• Problems to work on:
1/ Duplicate the passage from the participatory institutions text between "[1] Another reason" and "can keep evolving.", inclusive.
2/ Using the participatory institutions text, decide whether each statement agrees with it. Answer yes or no for each, and quote the words that settle it. (a) Sharing includes remixing what visitors make during their visit. (b) Connecting means visitors socialize only with staff. (c) The cuttings are organized alphabetically by topic.
-- START OF Document text --
Below are fragments from the book that seem particularly pertinent. I’ve copied and pasted them across to here as a sort of scrap book as I’ve come across them. Sometimes I’ve added notes, sometimes I’ve added italics, sometimes I’ve added nothing. In an attempt at making things easier to find again later, I’ve organised the cuttings under links to the sections of Nina’s book that they came from.

http://www.participatorymuseum.org/preface/

I define a participatory cultural institution as a place where visitors can create, share, and connect with each other around content. Create means that visitors contribute their own ideas[1], objects, and creative expression to the institution and to each other[2]. Share means that people discuss, take home, remix, and redistribute both what they see and what they make during their visit[3]. Connect[4] means that visitors socialize with other people—staff and visitors—who share their particular interests. Around content means that visitors’ conversations and creations focus on the evidence, objects, and ideas most important to the institution in question.

[1] Another reason to do a signtific brainstorm at the start of the residency? (see previous post). Preferably leave it up for the duration, too, so it can keep evolving.
-- END OF Document text --
-- START OF Recorded information --
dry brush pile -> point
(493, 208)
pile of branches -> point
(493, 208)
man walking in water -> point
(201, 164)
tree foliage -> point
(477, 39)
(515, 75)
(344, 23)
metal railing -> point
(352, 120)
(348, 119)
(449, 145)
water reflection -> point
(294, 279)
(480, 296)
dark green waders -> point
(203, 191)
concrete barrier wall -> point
-- END OF Recorded information --
• Answers for the exercise:
1/
[1] Another reason to do a signtific brainstorm at the start of the residency? (see previous post). Preferably leave it up for the duration, too, so it can keep evolving.

2/
(a) Yes: "Share means that people discuss, take home, remix, and redistribute both what they see and what they make during their visit"
(b) No: "visitors socialize with other people—staff and visitors—who share their particular interests"
(c) No: "I’ve organised the cuttings under links to the sections of Nina’s book that they came from"